Edit the items from the line with "Annotation guideline — the target class is grass" up to and including the line with "334;538;387;627", changing "trousers" to "pants" and leaving every other part of those lines unchanged.

[Dataset records]

________________________________________

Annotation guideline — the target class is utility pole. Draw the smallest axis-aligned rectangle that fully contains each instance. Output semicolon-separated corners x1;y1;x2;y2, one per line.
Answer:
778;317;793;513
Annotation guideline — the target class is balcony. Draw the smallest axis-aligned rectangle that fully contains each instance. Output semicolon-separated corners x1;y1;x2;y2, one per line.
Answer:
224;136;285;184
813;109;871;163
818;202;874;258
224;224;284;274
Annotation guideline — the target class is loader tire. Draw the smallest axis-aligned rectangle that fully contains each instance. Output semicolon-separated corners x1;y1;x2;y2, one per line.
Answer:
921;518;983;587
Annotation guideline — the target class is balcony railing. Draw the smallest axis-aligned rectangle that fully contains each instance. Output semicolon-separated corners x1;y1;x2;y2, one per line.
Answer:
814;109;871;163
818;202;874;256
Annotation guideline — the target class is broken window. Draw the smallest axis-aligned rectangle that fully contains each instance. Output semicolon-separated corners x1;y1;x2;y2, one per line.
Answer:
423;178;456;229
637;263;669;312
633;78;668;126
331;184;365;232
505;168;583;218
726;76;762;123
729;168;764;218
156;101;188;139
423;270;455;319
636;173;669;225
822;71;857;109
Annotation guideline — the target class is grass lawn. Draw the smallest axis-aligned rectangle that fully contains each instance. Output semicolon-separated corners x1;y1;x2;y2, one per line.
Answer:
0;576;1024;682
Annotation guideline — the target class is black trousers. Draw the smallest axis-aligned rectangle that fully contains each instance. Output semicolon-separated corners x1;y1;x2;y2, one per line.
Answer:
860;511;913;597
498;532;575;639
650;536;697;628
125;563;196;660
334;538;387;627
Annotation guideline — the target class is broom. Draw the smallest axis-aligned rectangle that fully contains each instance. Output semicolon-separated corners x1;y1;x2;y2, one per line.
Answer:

________________________________________

ANSWER:
Annotation guideline — the target class is grass lawn. Draw the smallest axis-aligned rectangle that fully contains each instance. Output semicolon-separated corners x1;y1;x2;y2, one per line.
Answer:
0;576;1024;682
Annotation guideline — the target class is black pants. Draw the smallest axis-aligned rectangle that fully contains each instance. Output semicolon-separated corners x1;y1;x2;y2, one per line.
Answer:
860;511;913;597
498;532;575;639
650;536;697;628
125;563;196;660
334;538;387;627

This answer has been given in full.